-- Supplied text --
—————

Question

im stuck, help me :( (one question done, one more left)

Answer 1

"Solve the equation 4xˆ2 -4x + 7x - 7 = 2(x-1) by whichever method seems easiest. Explain why you decided to use the method you did."

Answer 2

I'm stuck on which method I should find... none come to mind.
What I did so far is simplify the equation like this:

4xˆ2 - 4x +7x - 7 = 2(x-1)
4xˆ2 + 3x - 7 = 2x - 2
4xˆ2 + x - 5 = 0

Answer 3

After that, I don't know what to do... please help

Answer 4

(don't know if I'm in the correct path either)

Answer 5

looks ok to me

Answer 6

hey you again! : )

Answer 7

is that all though...? no further simplification?

Answer 8

you could factor it or use completing the square method

Answer 9

how do i do any of those? :s

Answer 10

you know how to complete the square factoring is just about using logic

Answer 11

Factoring Looking at the standard equation

ax^2 + bx + c
4xˆ2 + x - 5
we know
a = 4
b = 1
c = -5

so first we write

(x + )(x + )

now we know that a = 4 so we have to account for that (just a guess)

(4x + )(x + )

what time what gives c = -5 but adds or subtracts together to give b = 1

Answer 12

can you solve the rest?

Answer 13

I have a rule against teaching factoring I hate doing it, there are over 9000 questions related to factoring on this site

Answer 14

"what time what gives c = -5 but adds or subtracts together to give b = 1"

nothing... the factors of -5 are -5, -1, 1, 5

Answer 15

if i multiply with any of those, i wouldn't end up getting 1 with their addition or subtraction

Answer 16

well consider that you have a 4x in the brackets

Answer 17

and think about how things multiply out


(Lx + b)(x+c) = Lx^(2) + Lx(c) + b(x) + (c)b, that Lx is going to mess with your addition, let hero cover this though he is better at this precalc stuff

Answer 18

"Solve the problem, then explain why you did what you did". Don't ya just love those kinds of questions?

Answer 19

(4x+5) (x-1) !!!!

Answer 20

Hero, definitively :p

Answer 21

Okay, so now that you've figured out the steps, what will you say to explain why you chose the method you used?

Answer 22

(4x+5) (x-1)

—————

-- Extracted information --

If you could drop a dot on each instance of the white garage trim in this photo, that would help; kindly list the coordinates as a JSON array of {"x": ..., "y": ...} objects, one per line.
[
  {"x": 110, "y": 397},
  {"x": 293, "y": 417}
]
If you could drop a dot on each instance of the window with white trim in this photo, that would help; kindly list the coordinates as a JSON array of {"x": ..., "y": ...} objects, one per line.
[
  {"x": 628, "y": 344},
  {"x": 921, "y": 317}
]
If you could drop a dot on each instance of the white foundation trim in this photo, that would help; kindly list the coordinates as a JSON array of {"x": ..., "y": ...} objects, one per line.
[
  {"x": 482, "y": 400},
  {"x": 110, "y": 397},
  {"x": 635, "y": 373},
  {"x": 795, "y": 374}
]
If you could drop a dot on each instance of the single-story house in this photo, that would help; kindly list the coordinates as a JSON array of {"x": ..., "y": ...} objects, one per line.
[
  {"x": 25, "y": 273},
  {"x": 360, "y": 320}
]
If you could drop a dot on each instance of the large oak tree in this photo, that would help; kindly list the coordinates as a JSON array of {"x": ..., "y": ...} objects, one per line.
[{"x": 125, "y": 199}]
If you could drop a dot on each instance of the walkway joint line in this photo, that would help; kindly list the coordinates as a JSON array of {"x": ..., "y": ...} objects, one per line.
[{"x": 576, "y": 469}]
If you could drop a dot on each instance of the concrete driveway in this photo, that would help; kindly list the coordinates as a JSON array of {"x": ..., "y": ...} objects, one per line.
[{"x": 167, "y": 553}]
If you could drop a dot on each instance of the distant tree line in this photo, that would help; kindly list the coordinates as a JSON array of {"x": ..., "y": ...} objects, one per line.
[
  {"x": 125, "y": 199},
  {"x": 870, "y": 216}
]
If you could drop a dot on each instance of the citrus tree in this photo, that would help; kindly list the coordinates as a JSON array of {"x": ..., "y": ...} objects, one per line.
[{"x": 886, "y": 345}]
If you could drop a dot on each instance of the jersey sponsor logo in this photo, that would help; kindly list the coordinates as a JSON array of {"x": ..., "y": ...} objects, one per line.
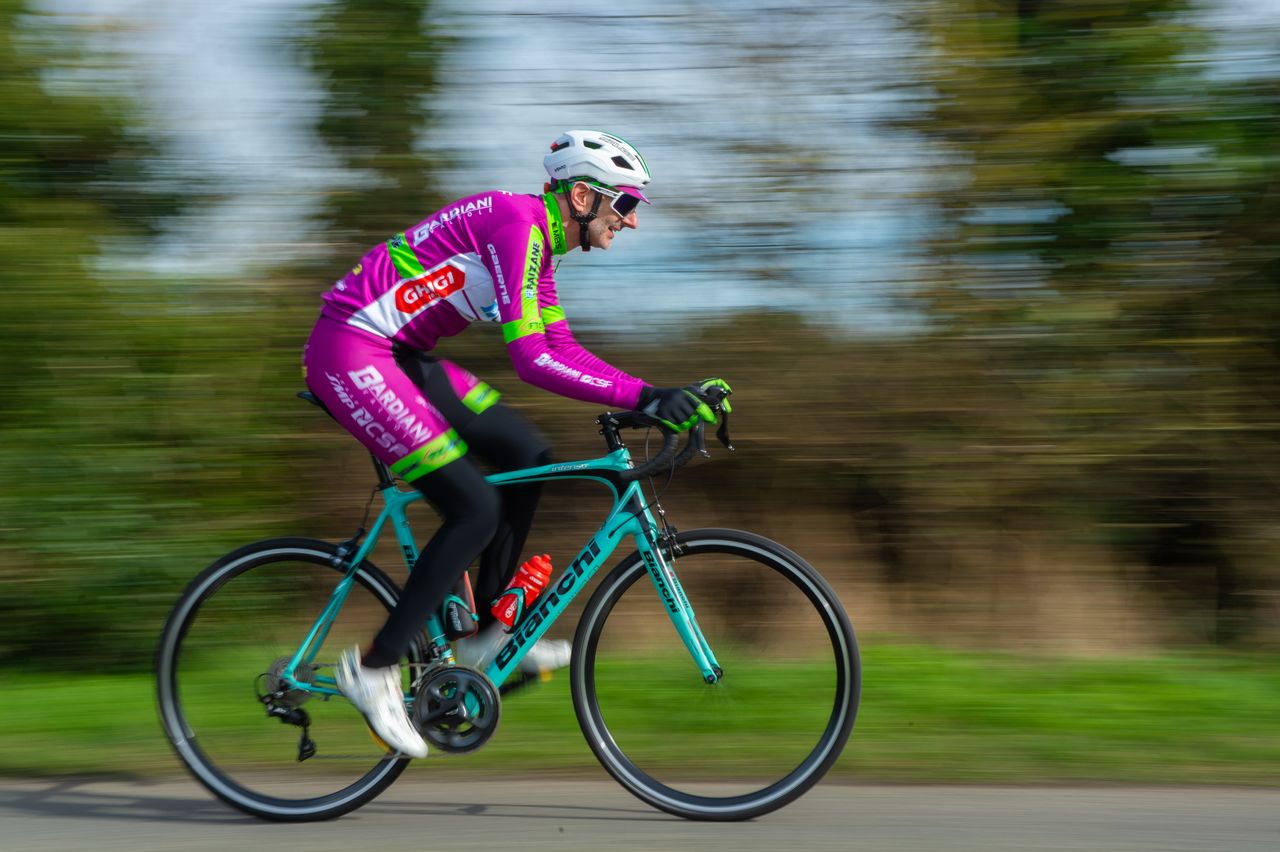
[
  {"x": 497, "y": 271},
  {"x": 533, "y": 269},
  {"x": 548, "y": 362},
  {"x": 470, "y": 209},
  {"x": 362, "y": 417},
  {"x": 402, "y": 416},
  {"x": 439, "y": 283}
]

—————

-- Challenge A --
Reproduce the passage from the forum thread on solving the quadratic equation, starting at "(don't know if" and ending at "no further simplification?".
-- Challenge B --
Continue the forum thread on solving the quadratic equation, picking up after its final post.

-- Answer A --
(don't know if I'm in the correct path either)

Answer 5

looks ok to me

Answer 6

hey you again! : )

Answer 7

is that all though...? no further simplification?

-- Answer B --
4x + 5 = 0
4x = -5
x = -1.25

and,

x-1 = 0
x = 1

Answer 23

well, I put, "I decided to use the method I did because I immediately recognized that I could simplify the equation and then factor it out, finding two answers."

Answer 24

Okay, I guess that's good enough :P

Answer 25

Awesome!! :D

I got another one, now that you're here, but this one is tricky..... at least for me.

"Find a radical equation of the form (square root)ax+b = x + c so that one solution is extraneous. Show the steps in solving the equation.

a) Is there a value for h that makes it possible for the equation (Square root)x+h (end square root) + 5 = o to have any real number solutions? Explain.

b) Explain the relationship between the solutions to the equation (square root)x-3(end square root)-2 = 0 and the graph of the function (square root)x-3(end square root)-2 = 0."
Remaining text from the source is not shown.